◆ Travail demandé
A – D'après l'extrait consacré à Xavier Grall, pour quelle raison celui-ci reproche-t-il à Per-Jakez Hélias sa manière de dépeindre la Bretagne ? Répondez en une à trois phrases.
B – Résumez l'extrait sur Xavier Grall en deux phrases.

◆ Extrait à examiner
▶

Le poème de l'homme de l'écume est, une lumière parfois vacillante dans le lointain où nul figement n'est admis. C'est précisément ce que Xavier Grall reproche à Per-Jakez Hélias d'avoir dépeint une société bretonne immobile dans son plus misérable des passés. Il lui reproche aussi de ne point rêver la Bretagne, mais de la cantonner à un sujet ethnographique en se satisfaisant de la conter. (57)
Xavier Grall aime les vents contraires ; les longues plaines d'écume, poussées par le vent noir que charruent d'hivernales tempêtes, traversent inlassablement son œuvre. Ce souffle d'une Bretagne des tumultes, celle des promontoires appelant à d'étranges introspections, à de bien curieuses méditations, dont seuls les poètes savent qu'elle porte en elle les secret d'algues enfouies dans les profondeurs de l'inconscient. (50)

◀

◆ Données du corpus

▶

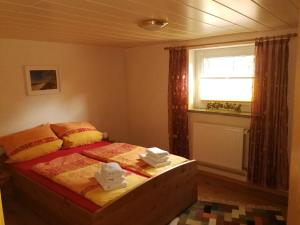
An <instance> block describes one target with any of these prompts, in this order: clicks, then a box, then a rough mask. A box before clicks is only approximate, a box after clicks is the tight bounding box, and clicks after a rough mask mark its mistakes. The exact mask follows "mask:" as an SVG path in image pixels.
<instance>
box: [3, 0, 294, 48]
mask: <svg viewBox="0 0 300 225" xmlns="http://www.w3.org/2000/svg"><path fill="white" fill-rule="evenodd" d="M299 9H300V4H299V0H0V38H14V39H29V40H43V41H56V42H71V43H82V44H93V45H108V46H118V47H131V46H138V45H145V44H153V43H162V42H167V41H181V40H191V39H197V38H203V37H210V36H218V35H225V34H233V33H241V32H256V31H265V30H276V29H285V28H295V27H296V26H297V22H298V14H299ZM149 18H158V19H166V20H168V22H169V25H168V26H167V27H166V28H165V29H163V30H160V31H147V30H143V29H142V28H140V27H138V26H137V24H138V23H139V22H140V21H141V20H143V19H149Z"/></svg>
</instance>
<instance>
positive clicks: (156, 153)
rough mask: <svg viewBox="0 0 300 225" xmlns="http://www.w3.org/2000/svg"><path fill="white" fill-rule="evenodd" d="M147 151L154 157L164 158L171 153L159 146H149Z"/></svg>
mask: <svg viewBox="0 0 300 225" xmlns="http://www.w3.org/2000/svg"><path fill="white" fill-rule="evenodd" d="M146 152H147V153H148V154H149V155H151V156H152V157H153V158H162V157H165V156H168V155H169V152H167V151H165V150H162V149H160V148H157V147H152V148H147V149H146Z"/></svg>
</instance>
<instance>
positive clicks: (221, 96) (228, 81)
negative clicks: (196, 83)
mask: <svg viewBox="0 0 300 225" xmlns="http://www.w3.org/2000/svg"><path fill="white" fill-rule="evenodd" d="M252 82H253V79H252V78H249V79H205V78H204V79H200V92H199V95H200V96H199V97H200V100H219V101H247V102H248V101H249V102H250V101H251V98H252Z"/></svg>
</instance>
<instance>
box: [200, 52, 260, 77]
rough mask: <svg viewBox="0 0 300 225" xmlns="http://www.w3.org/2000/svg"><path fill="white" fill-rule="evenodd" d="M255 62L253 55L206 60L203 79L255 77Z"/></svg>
mask: <svg viewBox="0 0 300 225" xmlns="http://www.w3.org/2000/svg"><path fill="white" fill-rule="evenodd" d="M253 60H254V56H253V55H245V56H227V57H211V58H204V59H203V67H202V73H201V77H253V75H254V63H253Z"/></svg>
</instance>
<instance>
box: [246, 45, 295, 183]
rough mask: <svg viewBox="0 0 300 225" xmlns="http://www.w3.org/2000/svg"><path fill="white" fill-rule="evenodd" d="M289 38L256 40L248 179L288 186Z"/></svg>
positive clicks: (256, 180) (288, 170)
mask: <svg viewBox="0 0 300 225" xmlns="http://www.w3.org/2000/svg"><path fill="white" fill-rule="evenodd" d="M288 43H289V39H280V40H278V39H277V40H275V39H273V40H263V39H258V40H257V41H256V42H255V79H254V91H253V99H252V119H251V126H250V147H249V164H248V179H249V181H251V182H253V183H255V184H260V185H263V186H266V187H270V188H279V189H288V178H289V163H288V149H287V140H288V137H287V134H288V107H287V85H288V56H289V47H288Z"/></svg>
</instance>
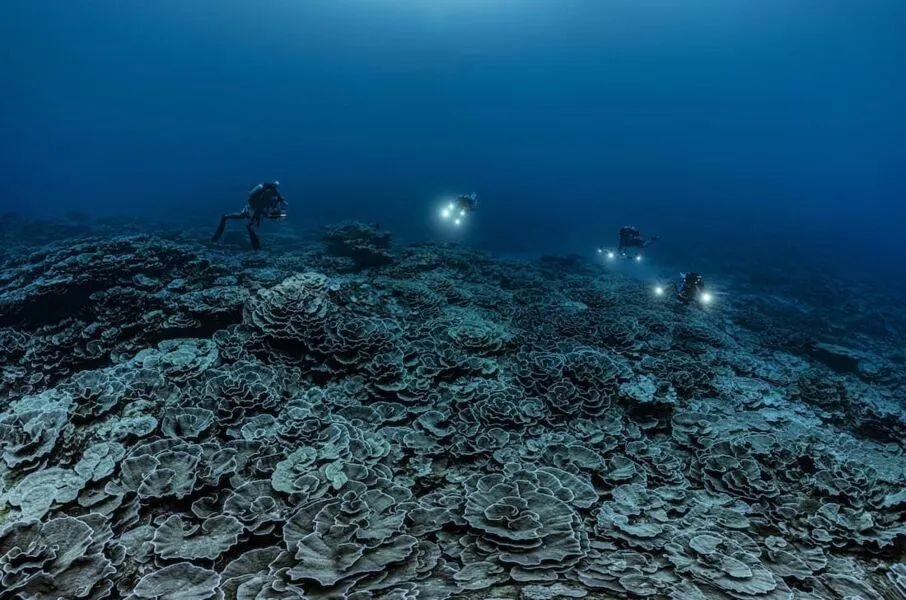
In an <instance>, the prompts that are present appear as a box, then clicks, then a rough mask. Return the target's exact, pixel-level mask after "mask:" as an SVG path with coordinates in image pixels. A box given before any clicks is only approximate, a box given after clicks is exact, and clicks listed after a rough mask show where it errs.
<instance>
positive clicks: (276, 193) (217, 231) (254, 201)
mask: <svg viewBox="0 0 906 600" xmlns="http://www.w3.org/2000/svg"><path fill="white" fill-rule="evenodd" d="M279 186H280V182H279V181H274V182H273V183H259V184H258V185H256V186H255V187H253V188H252V189H251V190H249V197H248V201H247V202H246V205H245V208H243V209H242V211H240V212H238V213H227V214H225V215H222V216H221V217H220V225H218V226H217V231H215V232H214V235H213V236H212V237H211V241H212V242H216V241H218V240H220V238H221V237H222V236H223V230H224V229H225V228H226V223H227V221H229V220H231V219H247V220H248V224H247V225H246V227H245V228H246V230H247V231H248V232H249V240H250V241H251V243H252V248H253V249H255V250H260V249H261V240H260V239H259V238H258V234H257V233H255V230H254V229H252V228H253V227H258V226H259V225H261V218H262V217H264V218H265V219H275V220H276V219H283V218H285V217H286V210H284V207H285V206H287V205H288V202H287V201H286V200H284V198H283V196H281V195H280V190H279V189H277V188H278V187H279Z"/></svg>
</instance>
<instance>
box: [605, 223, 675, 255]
mask: <svg viewBox="0 0 906 600" xmlns="http://www.w3.org/2000/svg"><path fill="white" fill-rule="evenodd" d="M659 239H661V236H659V235H656V236H653V237H651V238H648V239H647V240H646V239H644V238H642V235H641V234H640V233H639V230H638V229H636V228H635V227H632V226H631V225H626V226H624V227H621V228H620V239H619V243H618V244H617V249H616V250H605V249H604V247H603V246H602V247H599V248H598V254H604V253H605V252H606V253H607V258H609V259H611V260H613V259H614V258H616V257H617V256H620V257H621V258H634V259H635V260H637V261H639V260H642V253H641V252H640V250H641V249H642V248H647V247H648V245H649V244H651V242H653V241H655V240H659ZM630 250H631V251H630Z"/></svg>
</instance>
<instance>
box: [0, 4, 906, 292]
mask: <svg viewBox="0 0 906 600" xmlns="http://www.w3.org/2000/svg"><path fill="white" fill-rule="evenodd" d="M491 5H492V6H491ZM904 31H906V3H903V2H902V1H898V0H866V1H861V2H854V1H839V0H825V1H822V2H812V1H799V0H792V1H791V0H784V1H782V2H780V1H775V0H768V1H764V0H759V1H754V0H739V1H733V2H726V1H723V0H690V1H688V2H679V3H671V2H663V1H654V0H632V1H629V0H618V1H611V0H608V1H603V0H565V1H564V0H557V1H555V0H497V1H495V2H490V1H487V2H485V1H479V0H433V1H431V2H427V1H419V0H380V1H377V0H372V1H366V0H330V1H328V0H308V1H290V0H267V1H263V2H242V1H238V0H227V1H218V2H215V1H213V0H210V1H201V0H193V1H185V0H155V1H153V2H151V1H142V2H121V1H118V0H91V1H90V2H82V3H78V4H77V3H72V2H61V1H58V0H29V1H28V2H8V3H6V4H5V5H4V7H3V9H2V17H0V39H2V42H0V43H2V44H3V47H4V48H3V52H2V56H3V59H2V65H3V66H2V69H0V78H2V80H0V140H2V141H0V160H2V163H0V165H2V178H0V209H2V210H0V212H5V211H9V210H17V211H20V212H22V213H25V214H31V215H37V216H46V215H58V214H63V213H65V212H66V211H69V210H73V209H77V210H81V211H85V212H87V213H90V214H98V215H108V214H127V215H134V214H139V215H149V216H154V217H156V218H170V219H174V220H180V219H192V220H206V221H207V220H210V221H211V222H212V227H213V225H214V221H216V217H217V216H218V215H219V214H220V213H221V212H223V211H226V210H237V209H238V208H241V206H242V204H243V203H244V198H245V191H246V190H247V189H248V188H249V187H250V186H251V185H253V184H254V183H256V182H258V181H261V180H265V179H279V180H280V181H281V182H282V183H283V189H284V193H285V194H286V195H287V197H289V198H290V199H291V200H292V201H293V204H292V223H293V224H294V225H295V226H298V227H301V228H306V227H315V226H319V225H321V224H323V223H327V222H330V221H335V220H338V219H344V218H360V219H365V220H374V221H379V222H380V223H381V224H382V225H384V226H386V227H388V228H390V229H392V230H394V231H396V232H398V233H399V234H401V235H403V236H406V237H409V238H415V239H434V238H437V237H438V236H446V235H448V234H449V232H444V231H438V229H437V223H436V218H435V208H436V202H435V199H436V198H437V196H438V195H439V194H442V193H446V192H460V191H472V190H475V191H478V192H479V193H480V194H481V195H482V198H483V201H482V205H481V211H480V213H479V214H478V215H476V219H475V220H474V221H473V222H471V223H470V224H469V229H468V231H463V232H461V233H459V234H458V235H459V237H460V238H461V239H463V241H465V242H467V243H469V244H473V245H477V246H482V247H486V248H491V249H495V250H499V251H506V252H539V251H576V252H586V251H588V250H589V249H590V248H593V247H595V246H597V245H598V244H600V243H602V240H603V241H606V242H608V243H612V241H613V238H614V236H615V231H616V229H617V228H618V227H619V226H620V225H623V224H625V223H627V222H629V223H633V224H635V225H636V226H638V227H640V228H642V229H643V231H646V232H649V231H650V232H656V233H660V234H662V235H663V236H664V240H663V244H662V245H661V248H660V250H659V252H661V253H662V255H663V258H665V259H666V258H668V257H669V259H670V260H672V261H674V262H682V261H692V260H694V259H696V258H697V257H700V256H701V255H703V254H708V255H711V256H714V255H717V254H720V255H721V256H722V257H723V258H726V259H727V260H730V257H732V256H738V257H739V258H740V259H746V260H749V261H751V259H752V257H753V256H760V255H765V256H771V257H772V259H773V260H790V261H794V262H796V263H799V264H801V263H806V264H808V263H810V262H814V264H816V265H819V264H820V265H826V264H828V263H831V264H838V265H842V266H845V267H847V268H856V269H858V270H860V271H866V272H867V271H872V272H876V273H878V274H886V273H898V272H899V271H898V269H899V266H898V265H899V264H900V262H901V261H902V258H903V257H904V256H906V241H903V240H902V239H901V230H902V228H903V224H904V223H906V203H904V197H906V194H904V192H906V141H904V140H906V109H904V107H906V36H904V35H903V32H904ZM822 268H824V267H822Z"/></svg>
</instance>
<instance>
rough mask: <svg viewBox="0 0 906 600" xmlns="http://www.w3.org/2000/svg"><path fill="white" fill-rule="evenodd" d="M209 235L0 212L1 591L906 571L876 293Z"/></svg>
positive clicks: (527, 597)
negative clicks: (48, 219)
mask: <svg viewBox="0 0 906 600" xmlns="http://www.w3.org/2000/svg"><path fill="white" fill-rule="evenodd" d="M209 233H210V232H205V231H187V230H182V231H173V232H169V233H168V232H159V233H157V234H153V235H152V234H148V233H142V232H141V227H140V226H135V225H130V224H129V223H125V222H112V221H108V222H93V223H83V222H80V221H79V218H78V216H77V215H76V216H73V217H72V219H70V221H67V222H42V223H29V222H25V221H20V222H18V223H17V224H13V225H10V226H9V228H8V229H7V230H6V231H4V232H0V235H2V237H3V249H2V251H0V258H2V265H3V267H2V271H0V364H2V379H0V390H2V398H3V399H2V401H0V408H2V412H0V452H2V461H0V476H2V480H0V527H2V530H0V600H7V599H28V600H32V599H33V600H52V599H57V598H65V599H72V598H86V599H96V598H105V597H108V598H129V599H159V600H204V599H207V598H225V599H230V600H234V599H242V600H253V599H254V600H278V599H279V600H285V599H301V598H309V599H312V600H315V599H317V600H326V599H339V598H347V599H349V600H366V599H369V600H370V599H384V600H404V599H416V598H417V599H422V600H433V599H443V598H469V599H472V598H475V599H478V598H482V599H489V598H498V599H504V598H526V599H547V598H583V597H584V598H626V597H631V598H640V597H647V598H671V599H674V600H700V599H703V598H721V599H724V598H727V599H728V598H734V599H740V600H743V599H762V600H778V599H782V598H799V599H806V598H837V599H857V598H863V599H866V600H870V599H876V598H887V599H890V598H903V597H906V566H904V565H903V564H900V563H902V562H904V561H906V556H904V548H906V473H904V472H906V458H904V454H903V452H904V444H906V415H904V404H903V392H904V381H906V378H904V360H906V359H904V355H903V353H902V348H903V339H904V338H903V337H902V336H903V334H904V333H906V327H904V323H903V321H902V319H903V315H902V312H901V310H900V307H898V306H896V305H893V304H891V303H890V302H889V301H885V299H884V298H882V297H881V296H878V295H874V292H872V290H871V288H868V287H859V286H856V285H843V284H842V283H841V282H839V281H834V280H832V279H830V278H826V277H825V278H822V277H821V276H818V275H816V274H812V275H811V276H810V279H809V283H808V285H805V284H803V282H802V279H801V278H800V277H799V275H801V274H796V275H794V276H790V275H789V274H788V273H784V272H783V271H772V270H769V269H767V268H765V270H764V271H763V272H754V271H753V272H749V273H747V275H746V276H745V277H740V278H739V279H738V280H736V281H735V282H734V285H733V296H732V297H728V298H726V299H723V300H722V301H721V302H718V303H716V304H715V305H714V306H712V307H710V308H708V309H707V310H699V309H695V308H682V307H678V306H676V305H675V304H674V303H673V302H671V301H670V300H669V299H662V300H660V301H657V300H655V299H653V298H652V296H651V294H650V290H649V289H648V285H647V284H645V283H643V282H641V281H638V280H635V279H633V278H630V277H626V276H620V275H616V274H613V273H609V272H608V271H607V270H606V269H603V268H601V266H600V265H596V264H594V263H593V262H589V261H586V260H584V259H581V258H578V257H569V256H565V257H544V258H541V259H539V260H535V261H515V260H502V259H497V258H493V257H491V256H488V255H484V254H481V253H478V252H475V251H470V250H468V249H464V248H461V247H451V246H441V245H431V244H422V245H415V246H399V247H397V246H390V245H389V236H387V235H386V234H383V233H381V232H378V231H376V230H375V229H373V228H371V227H366V226H362V225H358V224H344V225H340V226H336V227H332V228H329V229H328V231H327V232H326V235H325V238H324V241H323V242H321V241H306V240H304V239H297V238H294V237H291V236H283V237H281V238H279V239H278V238H277V236H276V235H268V234H266V233H265V237H264V243H265V250H264V251H262V252H258V253H253V252H248V251H247V250H246V244H247V241H246V240H245V239H244V238H243V237H242V236H241V235H239V234H238V233H236V232H231V233H229V234H228V235H227V237H226V239H225V244H224V245H223V246H220V247H216V248H215V247H212V246H210V245H208V244H205V243H202V242H199V241H198V240H204V239H205V237H206V236H207V235H209ZM885 302H886V303H885Z"/></svg>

◀

◆ Réponses détaillées
A – Le poème de l'homme de l'écume n'admet nul figement. Or Per-Jakez Hélias a dépeint une société bretonne immobile dans son plus misérable passé. Xavier Grall lui reproche aussi de ne pas rêver la Bretagne et de la cantonner à un sujet ethnographique qu'il se contente de conter.

B – Xavier Grall reproche à Per-Jakez Hélias d'avoir figé la société bretonne dans un passé misérable et de la réduire à un sujet ethnographique au lieu de la rêver. L'œuvre de Grall est traversée par les vents contraires et les plaines d'écume, souffle d'une Bretagne des tumultes dont les promontoires appellent à d'étranges introspections et à de curieuses méditations.